● **SOURCE**:
# Introduction

- We predicted the "conversion" events through identifying the general topics using $\textbf{interest_topics.csv}$.
- We then extracted the number of sub topics for each main topic and created a new feature called $\textbf{sub_topics}$. Using this feature, we identified each customer's breadth of interests. We further analyzed this feature and found it helpful in predicting conversion events. 
- We sampled the same number of position and negative instances in the training set, after that we used "decision tree" "random forest" "adaboost" "gradient boosting" etc. algorithms to predicte the "conversion" events from customers.  The higest mean  CV score for the training data set is from "random forest" which is 67.3%, and the highest accuracy is 69.3% in the validation set with "random forest" algorithms.
- Analysis of this dataset is conducted by Yukun Jin <yj139@duke.edu> and Shan Yang <syang0827@gmail.com>

# Data Preparation

In [1]:
import pandas as pd
import ast

def load(file):

    df = pd.read_csv(file)
    
    # convert the column values from literal string to dictionary
    df['ltiFeatures'] = df['ltiFeatures'].apply(ast.literal_eval)
    df['stiFeatures'] = df['stiFeatures'].apply(ast.literal_eval)

    return df

# load all the data
training = load("valassis_dataset/training.csv")

Records of labeled boxes:
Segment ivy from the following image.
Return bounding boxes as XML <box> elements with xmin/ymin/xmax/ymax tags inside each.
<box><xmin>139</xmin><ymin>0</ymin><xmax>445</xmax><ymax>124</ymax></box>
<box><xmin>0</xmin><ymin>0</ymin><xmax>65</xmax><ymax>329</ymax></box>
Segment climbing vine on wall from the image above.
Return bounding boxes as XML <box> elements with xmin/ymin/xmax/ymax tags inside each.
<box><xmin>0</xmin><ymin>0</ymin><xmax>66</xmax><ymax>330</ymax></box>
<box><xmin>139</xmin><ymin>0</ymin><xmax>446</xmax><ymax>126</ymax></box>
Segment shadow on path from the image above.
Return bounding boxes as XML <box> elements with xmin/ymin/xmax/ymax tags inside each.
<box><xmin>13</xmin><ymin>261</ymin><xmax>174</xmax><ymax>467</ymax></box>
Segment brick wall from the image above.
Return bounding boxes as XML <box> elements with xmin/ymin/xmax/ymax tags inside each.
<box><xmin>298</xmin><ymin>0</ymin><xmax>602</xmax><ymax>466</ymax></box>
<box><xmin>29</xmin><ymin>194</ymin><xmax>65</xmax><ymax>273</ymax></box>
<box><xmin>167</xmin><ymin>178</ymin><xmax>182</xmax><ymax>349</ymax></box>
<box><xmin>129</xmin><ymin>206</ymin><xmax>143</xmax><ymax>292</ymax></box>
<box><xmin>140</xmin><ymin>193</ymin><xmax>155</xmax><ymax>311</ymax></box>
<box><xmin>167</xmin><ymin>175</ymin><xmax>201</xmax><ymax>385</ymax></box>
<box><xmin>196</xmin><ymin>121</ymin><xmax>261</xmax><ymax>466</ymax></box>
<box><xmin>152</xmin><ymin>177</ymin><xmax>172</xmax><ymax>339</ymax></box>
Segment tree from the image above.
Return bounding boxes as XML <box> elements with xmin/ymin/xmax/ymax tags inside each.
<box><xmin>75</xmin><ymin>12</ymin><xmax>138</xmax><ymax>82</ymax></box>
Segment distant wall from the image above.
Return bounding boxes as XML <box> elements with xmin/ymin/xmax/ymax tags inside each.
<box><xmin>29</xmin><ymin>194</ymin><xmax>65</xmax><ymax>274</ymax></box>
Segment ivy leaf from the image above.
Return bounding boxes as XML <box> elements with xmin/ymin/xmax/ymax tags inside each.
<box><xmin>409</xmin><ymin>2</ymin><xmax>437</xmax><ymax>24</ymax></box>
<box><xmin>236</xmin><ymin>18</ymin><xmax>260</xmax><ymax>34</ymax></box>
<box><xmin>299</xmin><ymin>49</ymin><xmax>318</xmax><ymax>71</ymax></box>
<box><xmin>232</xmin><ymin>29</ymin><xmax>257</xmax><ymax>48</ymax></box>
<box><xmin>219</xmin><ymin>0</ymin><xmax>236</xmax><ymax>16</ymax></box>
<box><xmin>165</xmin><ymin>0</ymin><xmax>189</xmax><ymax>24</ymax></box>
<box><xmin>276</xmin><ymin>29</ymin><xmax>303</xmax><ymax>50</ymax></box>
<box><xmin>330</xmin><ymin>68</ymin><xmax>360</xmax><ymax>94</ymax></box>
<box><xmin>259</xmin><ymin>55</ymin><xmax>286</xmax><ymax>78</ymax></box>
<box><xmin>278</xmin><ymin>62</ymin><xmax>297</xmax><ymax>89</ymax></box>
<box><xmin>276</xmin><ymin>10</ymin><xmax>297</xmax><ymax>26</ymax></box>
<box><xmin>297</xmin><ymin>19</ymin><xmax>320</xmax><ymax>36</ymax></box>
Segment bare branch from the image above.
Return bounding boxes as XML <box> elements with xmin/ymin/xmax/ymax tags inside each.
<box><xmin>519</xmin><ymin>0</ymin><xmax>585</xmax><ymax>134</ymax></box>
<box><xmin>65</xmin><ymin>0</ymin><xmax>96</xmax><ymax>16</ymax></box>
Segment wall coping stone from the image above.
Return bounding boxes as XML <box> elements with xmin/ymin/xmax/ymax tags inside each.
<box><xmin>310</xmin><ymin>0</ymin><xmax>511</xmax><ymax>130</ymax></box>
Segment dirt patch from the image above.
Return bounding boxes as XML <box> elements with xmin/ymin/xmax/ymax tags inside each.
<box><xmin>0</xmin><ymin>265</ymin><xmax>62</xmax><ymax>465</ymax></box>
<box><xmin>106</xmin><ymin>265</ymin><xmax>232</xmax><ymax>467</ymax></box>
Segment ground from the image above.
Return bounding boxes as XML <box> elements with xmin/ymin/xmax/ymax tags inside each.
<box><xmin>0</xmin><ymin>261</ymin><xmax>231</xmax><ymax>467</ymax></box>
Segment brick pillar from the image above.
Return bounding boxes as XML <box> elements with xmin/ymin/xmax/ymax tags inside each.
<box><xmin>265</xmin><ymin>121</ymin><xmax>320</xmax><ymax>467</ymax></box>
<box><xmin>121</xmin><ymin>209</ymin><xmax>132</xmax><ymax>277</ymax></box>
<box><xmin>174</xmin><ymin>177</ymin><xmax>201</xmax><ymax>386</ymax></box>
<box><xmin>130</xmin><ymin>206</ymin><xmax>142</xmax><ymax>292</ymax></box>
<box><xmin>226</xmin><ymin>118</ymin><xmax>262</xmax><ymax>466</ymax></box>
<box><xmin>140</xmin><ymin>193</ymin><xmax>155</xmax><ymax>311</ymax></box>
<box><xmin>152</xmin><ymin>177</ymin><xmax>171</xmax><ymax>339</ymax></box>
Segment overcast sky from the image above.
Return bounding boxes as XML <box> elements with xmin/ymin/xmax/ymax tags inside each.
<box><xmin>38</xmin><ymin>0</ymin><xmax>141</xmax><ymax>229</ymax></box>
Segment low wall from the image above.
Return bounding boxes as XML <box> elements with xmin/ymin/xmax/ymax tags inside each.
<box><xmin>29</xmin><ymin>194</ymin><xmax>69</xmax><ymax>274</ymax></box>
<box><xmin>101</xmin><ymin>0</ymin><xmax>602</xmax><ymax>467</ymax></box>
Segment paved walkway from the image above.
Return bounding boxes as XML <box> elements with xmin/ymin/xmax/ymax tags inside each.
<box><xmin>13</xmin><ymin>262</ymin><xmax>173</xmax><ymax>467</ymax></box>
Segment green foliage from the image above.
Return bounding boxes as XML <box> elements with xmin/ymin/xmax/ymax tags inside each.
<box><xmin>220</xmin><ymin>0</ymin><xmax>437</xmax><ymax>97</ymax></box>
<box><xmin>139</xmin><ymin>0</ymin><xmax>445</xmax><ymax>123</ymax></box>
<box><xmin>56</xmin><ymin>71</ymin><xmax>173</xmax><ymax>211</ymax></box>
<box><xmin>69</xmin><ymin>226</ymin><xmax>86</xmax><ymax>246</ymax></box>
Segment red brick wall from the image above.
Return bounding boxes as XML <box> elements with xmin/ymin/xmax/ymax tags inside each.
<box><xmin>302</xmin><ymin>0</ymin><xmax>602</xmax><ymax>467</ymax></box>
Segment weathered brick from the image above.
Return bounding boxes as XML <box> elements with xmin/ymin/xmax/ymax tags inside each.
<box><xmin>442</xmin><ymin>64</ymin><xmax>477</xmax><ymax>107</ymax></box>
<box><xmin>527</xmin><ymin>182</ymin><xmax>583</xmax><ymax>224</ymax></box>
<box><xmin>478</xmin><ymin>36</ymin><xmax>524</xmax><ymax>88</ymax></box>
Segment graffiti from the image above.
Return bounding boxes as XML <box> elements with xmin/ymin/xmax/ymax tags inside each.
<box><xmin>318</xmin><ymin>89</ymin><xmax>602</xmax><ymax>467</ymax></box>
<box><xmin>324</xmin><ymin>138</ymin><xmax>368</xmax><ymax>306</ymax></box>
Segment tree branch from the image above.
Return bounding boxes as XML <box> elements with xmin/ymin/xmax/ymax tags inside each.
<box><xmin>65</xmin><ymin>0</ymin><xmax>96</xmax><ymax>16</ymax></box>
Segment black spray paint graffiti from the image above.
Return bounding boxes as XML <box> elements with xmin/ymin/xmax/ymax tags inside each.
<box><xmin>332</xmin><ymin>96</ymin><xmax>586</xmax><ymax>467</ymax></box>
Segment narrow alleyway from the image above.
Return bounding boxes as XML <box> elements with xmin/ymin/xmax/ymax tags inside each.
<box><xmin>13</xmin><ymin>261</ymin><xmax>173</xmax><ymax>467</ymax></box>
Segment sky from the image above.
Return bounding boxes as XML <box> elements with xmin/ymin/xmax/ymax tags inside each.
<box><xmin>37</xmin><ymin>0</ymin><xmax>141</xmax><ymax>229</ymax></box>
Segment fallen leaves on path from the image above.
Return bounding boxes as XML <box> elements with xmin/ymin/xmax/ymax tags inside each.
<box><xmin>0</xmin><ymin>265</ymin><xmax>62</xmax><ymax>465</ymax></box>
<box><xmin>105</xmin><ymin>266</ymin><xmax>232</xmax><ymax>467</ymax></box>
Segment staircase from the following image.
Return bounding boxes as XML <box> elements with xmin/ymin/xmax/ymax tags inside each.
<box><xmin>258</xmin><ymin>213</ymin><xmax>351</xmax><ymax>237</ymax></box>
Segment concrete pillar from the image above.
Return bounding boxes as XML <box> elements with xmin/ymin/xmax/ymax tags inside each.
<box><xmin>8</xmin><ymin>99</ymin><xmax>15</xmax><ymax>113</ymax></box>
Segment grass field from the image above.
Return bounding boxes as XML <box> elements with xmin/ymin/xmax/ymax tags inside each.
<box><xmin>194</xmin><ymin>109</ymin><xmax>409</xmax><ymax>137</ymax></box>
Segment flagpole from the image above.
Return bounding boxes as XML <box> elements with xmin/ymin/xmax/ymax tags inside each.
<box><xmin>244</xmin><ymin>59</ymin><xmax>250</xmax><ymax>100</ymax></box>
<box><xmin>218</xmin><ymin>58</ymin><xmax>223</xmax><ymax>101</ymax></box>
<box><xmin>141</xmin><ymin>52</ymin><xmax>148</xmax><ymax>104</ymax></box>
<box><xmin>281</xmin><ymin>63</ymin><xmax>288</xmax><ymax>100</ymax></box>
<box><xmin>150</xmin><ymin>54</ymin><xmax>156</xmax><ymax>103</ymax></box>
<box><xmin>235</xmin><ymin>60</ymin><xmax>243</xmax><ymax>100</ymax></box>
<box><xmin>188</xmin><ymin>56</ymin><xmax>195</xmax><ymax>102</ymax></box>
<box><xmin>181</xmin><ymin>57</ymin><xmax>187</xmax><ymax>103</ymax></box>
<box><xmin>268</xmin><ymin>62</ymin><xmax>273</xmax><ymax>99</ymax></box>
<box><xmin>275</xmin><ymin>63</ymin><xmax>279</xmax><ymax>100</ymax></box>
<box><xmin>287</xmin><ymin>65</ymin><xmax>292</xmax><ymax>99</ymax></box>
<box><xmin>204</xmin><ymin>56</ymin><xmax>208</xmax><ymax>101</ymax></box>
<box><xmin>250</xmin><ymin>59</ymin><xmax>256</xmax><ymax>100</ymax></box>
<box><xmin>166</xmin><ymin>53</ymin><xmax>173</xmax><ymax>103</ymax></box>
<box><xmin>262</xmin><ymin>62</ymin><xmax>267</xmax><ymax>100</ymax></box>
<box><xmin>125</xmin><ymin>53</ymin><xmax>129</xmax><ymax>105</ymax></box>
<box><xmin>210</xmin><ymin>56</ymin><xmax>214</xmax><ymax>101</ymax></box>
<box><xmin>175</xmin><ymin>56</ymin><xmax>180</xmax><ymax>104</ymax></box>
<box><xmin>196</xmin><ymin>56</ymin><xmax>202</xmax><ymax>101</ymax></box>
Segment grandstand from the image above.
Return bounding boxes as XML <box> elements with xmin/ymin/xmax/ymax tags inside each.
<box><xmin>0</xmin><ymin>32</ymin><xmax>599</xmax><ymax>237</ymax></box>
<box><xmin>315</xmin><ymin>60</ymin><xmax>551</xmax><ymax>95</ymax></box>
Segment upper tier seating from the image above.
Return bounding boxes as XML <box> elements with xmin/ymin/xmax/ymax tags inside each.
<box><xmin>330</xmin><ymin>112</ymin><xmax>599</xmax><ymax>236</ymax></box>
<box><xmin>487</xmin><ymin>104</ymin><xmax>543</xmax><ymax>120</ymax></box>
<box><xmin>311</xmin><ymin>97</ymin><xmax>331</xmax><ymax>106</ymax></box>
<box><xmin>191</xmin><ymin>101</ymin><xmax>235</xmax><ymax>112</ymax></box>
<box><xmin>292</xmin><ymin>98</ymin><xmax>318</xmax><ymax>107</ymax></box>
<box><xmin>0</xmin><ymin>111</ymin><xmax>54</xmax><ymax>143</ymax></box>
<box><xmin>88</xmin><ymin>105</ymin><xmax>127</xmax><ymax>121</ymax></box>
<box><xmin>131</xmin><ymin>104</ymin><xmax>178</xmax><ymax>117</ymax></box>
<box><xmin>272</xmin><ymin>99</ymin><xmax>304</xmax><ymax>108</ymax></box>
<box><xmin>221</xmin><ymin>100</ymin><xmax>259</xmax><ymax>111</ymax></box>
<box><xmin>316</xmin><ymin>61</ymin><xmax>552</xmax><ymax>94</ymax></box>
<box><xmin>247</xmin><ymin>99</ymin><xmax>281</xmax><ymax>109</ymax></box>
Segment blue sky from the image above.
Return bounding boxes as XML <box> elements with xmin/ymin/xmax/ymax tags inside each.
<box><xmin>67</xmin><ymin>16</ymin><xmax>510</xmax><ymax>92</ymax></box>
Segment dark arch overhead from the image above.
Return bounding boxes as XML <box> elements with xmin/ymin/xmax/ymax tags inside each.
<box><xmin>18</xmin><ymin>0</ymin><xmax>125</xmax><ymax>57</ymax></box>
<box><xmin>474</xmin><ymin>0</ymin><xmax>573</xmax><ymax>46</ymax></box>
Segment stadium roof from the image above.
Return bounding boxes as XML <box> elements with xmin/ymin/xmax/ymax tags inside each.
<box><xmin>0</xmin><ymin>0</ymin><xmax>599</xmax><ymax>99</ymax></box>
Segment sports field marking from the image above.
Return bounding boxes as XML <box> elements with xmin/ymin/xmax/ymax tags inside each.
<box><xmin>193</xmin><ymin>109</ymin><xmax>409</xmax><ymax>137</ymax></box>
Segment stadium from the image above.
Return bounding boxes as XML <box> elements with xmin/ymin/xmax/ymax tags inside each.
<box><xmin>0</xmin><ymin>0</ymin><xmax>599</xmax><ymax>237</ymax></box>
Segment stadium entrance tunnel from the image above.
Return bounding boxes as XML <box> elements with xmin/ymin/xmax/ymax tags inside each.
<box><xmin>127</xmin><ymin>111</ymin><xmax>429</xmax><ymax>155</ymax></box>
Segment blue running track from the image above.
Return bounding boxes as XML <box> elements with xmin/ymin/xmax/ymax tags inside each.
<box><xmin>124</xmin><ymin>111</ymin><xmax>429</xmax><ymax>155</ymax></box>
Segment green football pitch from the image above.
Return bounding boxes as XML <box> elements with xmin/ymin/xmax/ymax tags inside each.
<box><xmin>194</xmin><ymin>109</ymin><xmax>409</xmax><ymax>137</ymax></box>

● **DIRECTION**: Transcribe part of the conversion prediction text, beginning at the words "- Analysis of" and stopping after "df = pd.read_csv(file)".

● **FULL RESPONSE**:
- Analysis of this dataset is conducted by Yukun Jin <yj139@duke.edu> and Shan Yang <syang0827@gmail.com>

# Data Preparation

In [1]:
import pandas as pd
import ast

def load(file):

    df = pd.read_csv(file)